## What to work on
Extend the announcement about Yusuke Minato's seminar with a few more sentences that pick up after its final line.

## Provided text
------------------------------
Minato to speak in nutrigenomics series March 21

Yusuke Minato
Yusuke Minato

Yusuke Minato of Oregon State University will present “Energy Metabolism Affects Virulence Gene Expression in Vibrio Cholerae” at noon March 21, as the next speaker for the Nebraska Gateway for Nutrigenomics Seminar Series. This seminar will take place in 304 Leverton Hall.

Minato is with the Department of Biomedical Sciences, College of Veterinary Medicine at Oregon State. Although he is a Japanese pharmacist, he has mostly been working as a basic researcher in the field of bacteriology. His interests are to understand the mechanisms of virulence gene regulation and multidrug resistance in bacteria and to utilize these insights for developing novel intervention strategies to treat infections.

He began to develop his research experiences while he was under the mentorship of Tomofusa Tsuchiya at Okayama University, Japan. During this time as a Ph.D. student, he identified and characterized several bacterial multidrug efflux pumps that are potentially key factors in multidrug resistance in certain strains of Serratia marcescens.
------------------------------
## Entries shown
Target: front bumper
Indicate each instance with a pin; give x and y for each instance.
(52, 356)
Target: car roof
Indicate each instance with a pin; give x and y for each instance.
------------------------------
## Response to this task
After the completion of his Ph.D. program, he joined Hannah Wexler's lab for his first post-doctoral position working on multidrug efflux pumps from Bacteroides fragilis. After that, he joined Claudia Hase’s lab at Oregon State University, where he started working on virulence gene regulation in Vibrio cholerae. In the Hase lab, his research is focused on the link between bacterial metabolism and virulence gene expression using V. cholerae as the model system.

Virulence gene expression in V. cholerae is strictly regulated and the primary clues perceived by the bacteria that induce virulence factor production in the human intestine are not known. Since V. cholerae is exposed to a variety of environments within the human host and is eventually required to adapt to the conditions available at its infection site, the small intestine, it can be expected that the metabolic status of V. cholerae changes substantially during the course of infection and therefore changes in metabolism are possibly coordinated with virulence gene expression.

All interested faculty, students, and staff are welcome to attend this free seminar.